§ Extracted entries:
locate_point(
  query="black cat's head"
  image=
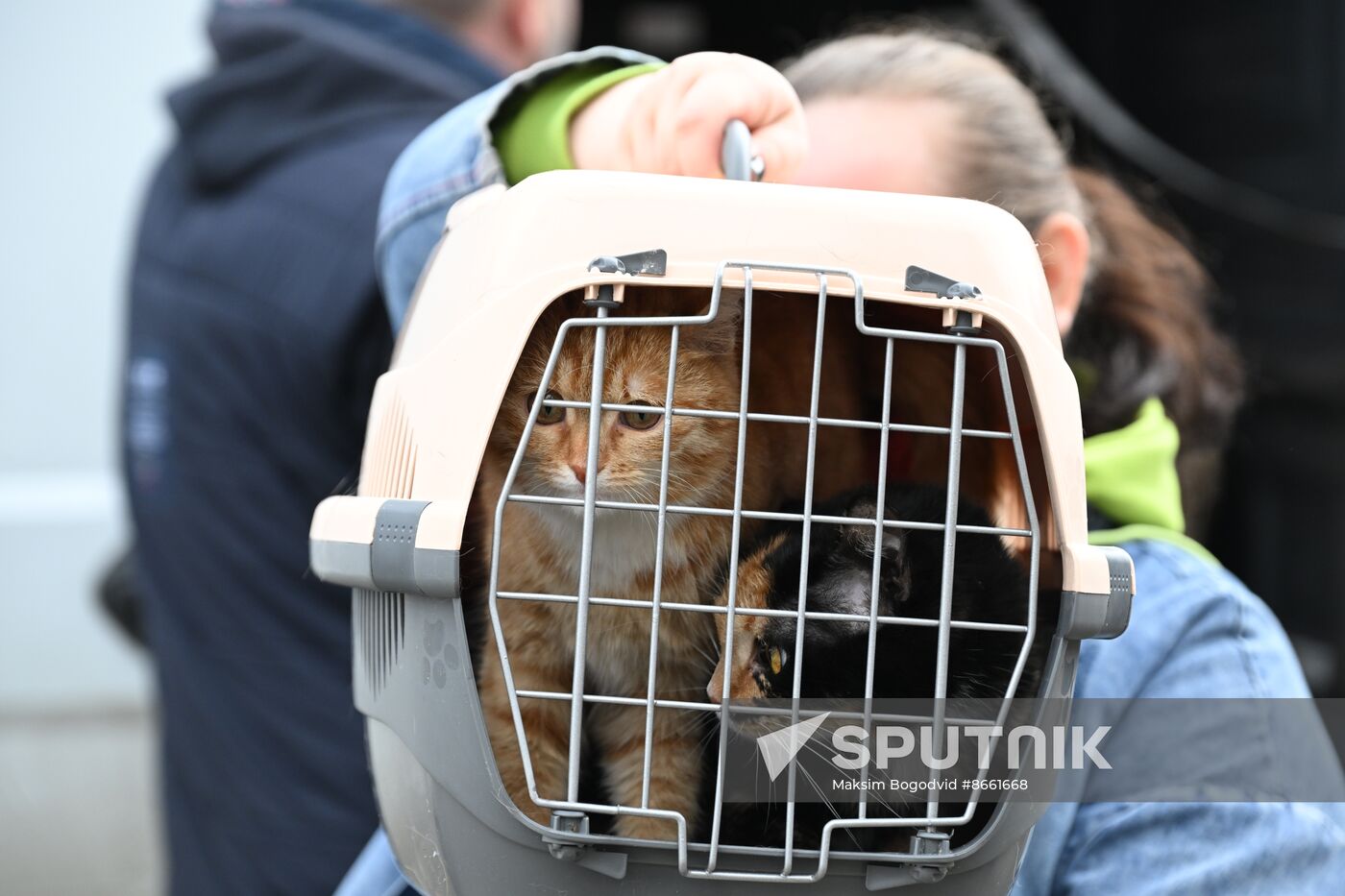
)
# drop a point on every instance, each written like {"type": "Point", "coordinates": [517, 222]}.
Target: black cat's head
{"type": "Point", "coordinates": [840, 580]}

§ Work to be completed:
Reproduce the listing above line for line, but leave the picture out of your copy.

§ Answer to the exercise:
locate_point(
  query="black cat's head"
  image=
)
# drop a point on every instance, each written like {"type": "Point", "coordinates": [517, 222]}.
Target: black cat's head
{"type": "Point", "coordinates": [840, 580]}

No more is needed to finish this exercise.